The traditional number plates, on the cab sides of SAR steam and diesel locomotives and in the middle of the sides of electric locomotives, displayed the engine's number and class. They were originally cast in a leaded bronze and were usually kept brightly polished by engine crews. During the SAR era, they were also often unofficially used to display the engine's home depot by the colour of the recessed middle part of the plate.

The number plates date back to the early years of the CGR and NGR and are highly sought after by collectors as well as scrap metal peddlers. Unfortunately, this has led to a rhinoceros horn type situation, where the plates were illegally removed from many locomotives. In later years, in an attempt to discourage theft, most modern engines bore plates which were cast in aluminium instead of leaded bronze.

Eventually, when the SAR became Spoornet in 1990, it was decided to permanently remove these prized items from all electric and diesel-electric locomotives when they were repainted in post-SAR liveries.

Until 1963, the standard dimensions of the SAR plates were 1 ft 6+1/4 in between bolt hole centres, with an overall width of 1 ft 8+3/4 in and height of 1 ft 2+1/2 in. The standard depth of the plate was 7/16 in, the small lettering recess 1/8 in and the number recess 1/4 in, with variations in actual depth depending on how much the plate was dressed or buffed after casting.

A new drawing was produced in 1963, to cover plates for all types of locomotive. While the dimensions remained the same, the height of the portion through which the bolts pass was reduced from 1+3/4 in to 1+1/2 in. In addition, while earlier plates had English at the top and Afrikaans at the bottom, the new standard stipulated that locomotives should henceforth have two different plates, one with Afrikaans at the top and the other with English at the top.

— PROBLEM TO WORK ON —
According to the text on SAR locomotive number plates, in what year did the SAR become Spoornet?

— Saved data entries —
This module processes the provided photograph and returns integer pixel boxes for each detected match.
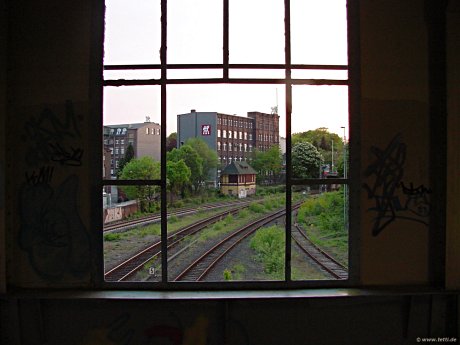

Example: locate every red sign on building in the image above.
[201,125,211,135]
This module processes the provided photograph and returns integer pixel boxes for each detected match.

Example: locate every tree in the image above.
[292,127,344,174]
[167,145,203,192]
[117,143,134,178]
[185,138,219,185]
[120,156,160,212]
[166,132,177,152]
[291,142,323,178]
[166,159,192,203]
[251,145,283,183]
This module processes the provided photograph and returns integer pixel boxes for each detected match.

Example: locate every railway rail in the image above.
[173,203,300,282]
[104,207,241,282]
[291,224,348,280]
[103,201,249,233]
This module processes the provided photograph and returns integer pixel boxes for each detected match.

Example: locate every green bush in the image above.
[250,226,285,277]
[169,215,179,224]
[104,233,121,241]
[249,202,264,213]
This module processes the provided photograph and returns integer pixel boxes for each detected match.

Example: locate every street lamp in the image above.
[340,126,348,231]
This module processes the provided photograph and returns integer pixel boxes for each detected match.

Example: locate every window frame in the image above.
[99,0,361,290]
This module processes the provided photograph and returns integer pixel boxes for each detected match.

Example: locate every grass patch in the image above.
[250,226,285,279]
[222,263,246,281]
[297,191,348,265]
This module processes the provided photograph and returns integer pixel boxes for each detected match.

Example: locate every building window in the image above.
[100,0,352,289]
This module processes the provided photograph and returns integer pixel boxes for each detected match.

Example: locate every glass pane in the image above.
[291,0,347,65]
[104,0,161,65]
[102,185,161,282]
[291,86,349,179]
[291,184,348,280]
[292,69,348,80]
[167,84,285,281]
[229,0,285,64]
[168,68,222,79]
[167,0,223,64]
[168,189,285,282]
[103,86,162,179]
[229,69,286,79]
[104,69,161,80]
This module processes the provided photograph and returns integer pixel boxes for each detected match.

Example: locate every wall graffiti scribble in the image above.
[24,101,83,167]
[363,134,431,236]
[19,175,91,279]
[26,166,54,185]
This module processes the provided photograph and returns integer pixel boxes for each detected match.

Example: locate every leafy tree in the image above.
[166,132,177,152]
[120,156,160,212]
[167,145,203,192]
[292,127,344,175]
[117,143,134,178]
[251,145,283,183]
[185,138,219,186]
[166,159,192,203]
[291,142,323,178]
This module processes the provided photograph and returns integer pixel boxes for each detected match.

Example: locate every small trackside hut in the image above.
[220,161,256,198]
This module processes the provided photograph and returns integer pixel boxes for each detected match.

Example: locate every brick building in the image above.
[103,121,161,177]
[177,110,279,180]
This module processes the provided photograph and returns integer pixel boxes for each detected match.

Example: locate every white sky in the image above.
[104,0,348,136]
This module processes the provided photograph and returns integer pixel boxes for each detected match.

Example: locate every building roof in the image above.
[104,122,159,129]
[221,161,257,175]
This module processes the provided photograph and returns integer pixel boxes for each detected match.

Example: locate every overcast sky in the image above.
[104,0,348,136]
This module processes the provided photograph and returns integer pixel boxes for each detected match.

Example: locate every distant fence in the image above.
[104,200,138,224]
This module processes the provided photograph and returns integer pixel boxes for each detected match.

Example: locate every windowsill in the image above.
[0,286,459,300]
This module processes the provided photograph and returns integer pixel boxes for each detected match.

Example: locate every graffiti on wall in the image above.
[19,101,90,280]
[19,175,90,279]
[24,101,83,167]
[363,134,431,236]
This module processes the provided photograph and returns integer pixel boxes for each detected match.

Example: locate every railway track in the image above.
[173,203,300,282]
[291,224,348,280]
[103,201,249,233]
[104,207,241,282]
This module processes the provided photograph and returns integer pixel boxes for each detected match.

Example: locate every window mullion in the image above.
[223,0,229,81]
[160,0,168,283]
[284,0,292,281]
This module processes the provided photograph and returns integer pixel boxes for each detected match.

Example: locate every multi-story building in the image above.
[177,110,279,180]
[104,119,161,177]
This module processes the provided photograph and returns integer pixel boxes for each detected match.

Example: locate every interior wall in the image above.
[360,0,430,285]
[0,0,8,293]
[446,0,460,289]
[6,0,97,288]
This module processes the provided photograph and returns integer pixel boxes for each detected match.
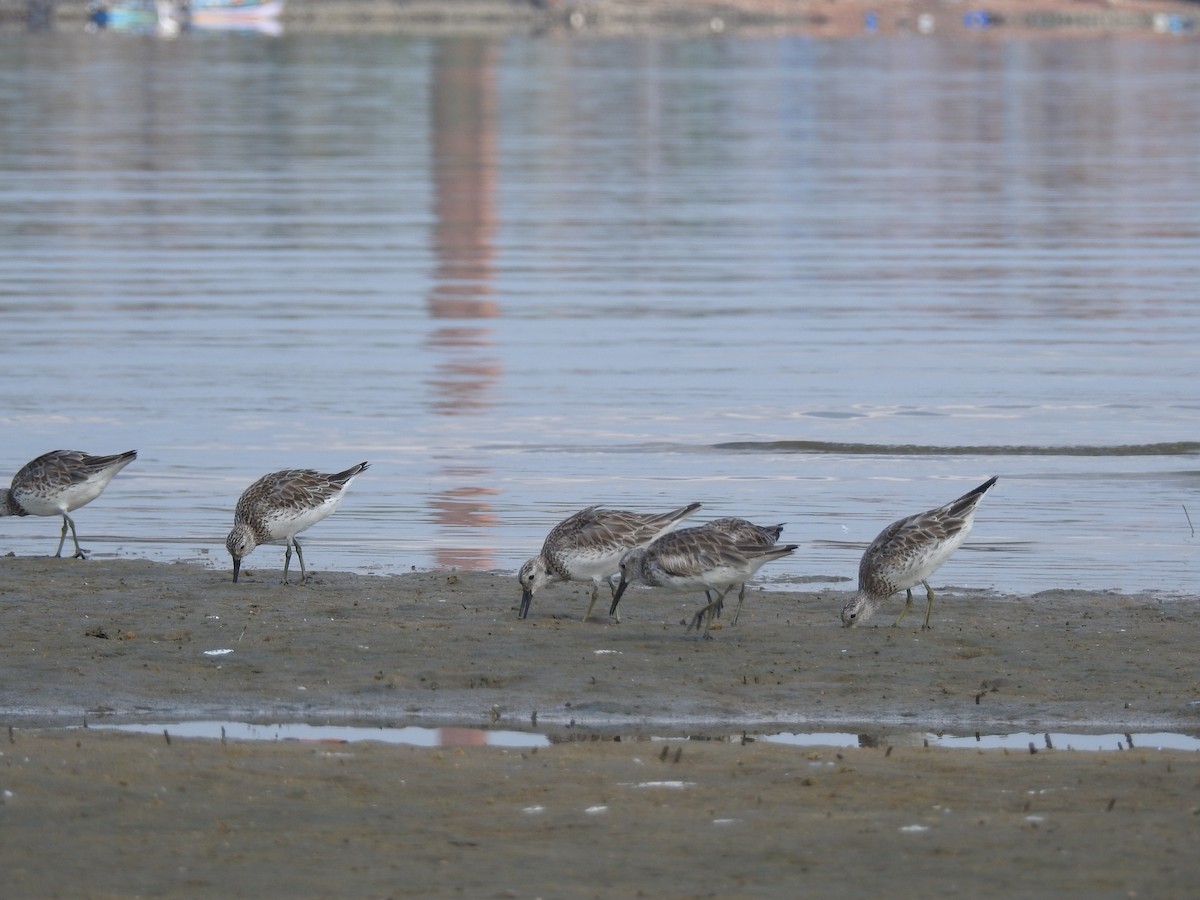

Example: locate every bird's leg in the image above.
[54,512,71,559]
[292,538,308,584]
[701,588,730,641]
[730,581,746,625]
[597,575,620,625]
[688,588,728,641]
[583,581,600,622]
[892,588,912,628]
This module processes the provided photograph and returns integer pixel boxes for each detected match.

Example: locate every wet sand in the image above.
[0,561,1200,896]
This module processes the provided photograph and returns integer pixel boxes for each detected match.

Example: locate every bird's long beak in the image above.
[608,575,629,616]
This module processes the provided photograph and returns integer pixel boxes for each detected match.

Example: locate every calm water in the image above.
[0,34,1200,600]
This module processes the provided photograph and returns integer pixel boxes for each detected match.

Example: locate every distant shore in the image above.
[0,0,1200,37]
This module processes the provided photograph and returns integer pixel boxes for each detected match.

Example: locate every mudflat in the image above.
[0,548,1200,896]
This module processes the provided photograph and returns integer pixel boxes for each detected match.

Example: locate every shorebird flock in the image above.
[0,450,996,638]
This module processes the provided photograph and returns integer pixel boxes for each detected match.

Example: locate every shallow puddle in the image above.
[86,721,1200,752]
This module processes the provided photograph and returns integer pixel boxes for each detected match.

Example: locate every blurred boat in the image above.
[88,0,286,36]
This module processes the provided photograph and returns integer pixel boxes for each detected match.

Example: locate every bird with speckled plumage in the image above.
[0,450,138,559]
[841,478,996,630]
[226,462,367,584]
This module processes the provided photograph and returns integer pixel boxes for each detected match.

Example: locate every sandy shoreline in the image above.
[0,561,1200,898]
[0,548,1200,732]
[7,0,1200,37]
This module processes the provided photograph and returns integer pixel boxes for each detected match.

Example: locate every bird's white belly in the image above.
[17,480,108,516]
[263,494,342,541]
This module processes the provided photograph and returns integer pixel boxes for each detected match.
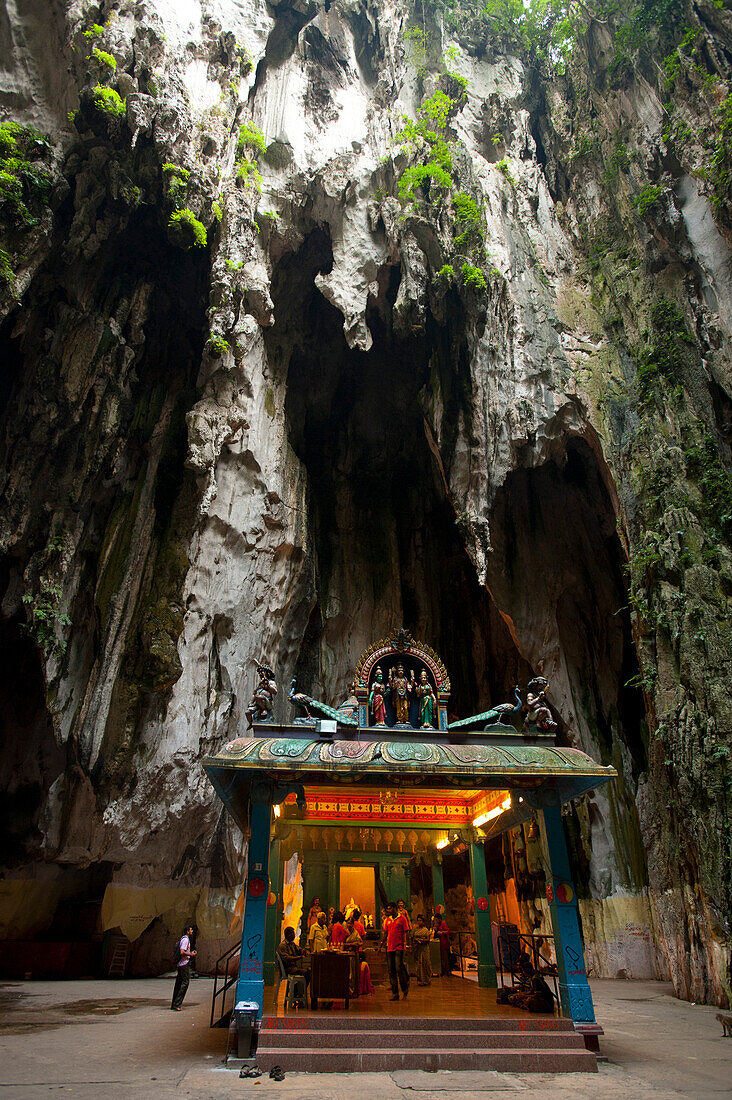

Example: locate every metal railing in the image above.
[450,932,478,978]
[495,924,559,1002]
[209,942,241,1027]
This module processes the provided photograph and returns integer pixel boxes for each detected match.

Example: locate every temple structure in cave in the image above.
[205,629,616,1047]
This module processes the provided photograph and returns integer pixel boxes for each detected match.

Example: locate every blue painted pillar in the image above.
[433,856,445,916]
[237,783,273,1019]
[469,844,498,989]
[264,837,282,986]
[543,806,594,1023]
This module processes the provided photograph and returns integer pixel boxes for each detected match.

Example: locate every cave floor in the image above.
[0,978,732,1100]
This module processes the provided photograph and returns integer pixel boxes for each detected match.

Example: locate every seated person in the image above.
[346,917,362,947]
[330,910,348,947]
[277,927,310,987]
[307,912,328,955]
[509,958,554,1013]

— FINISHED EXERCISE —
1990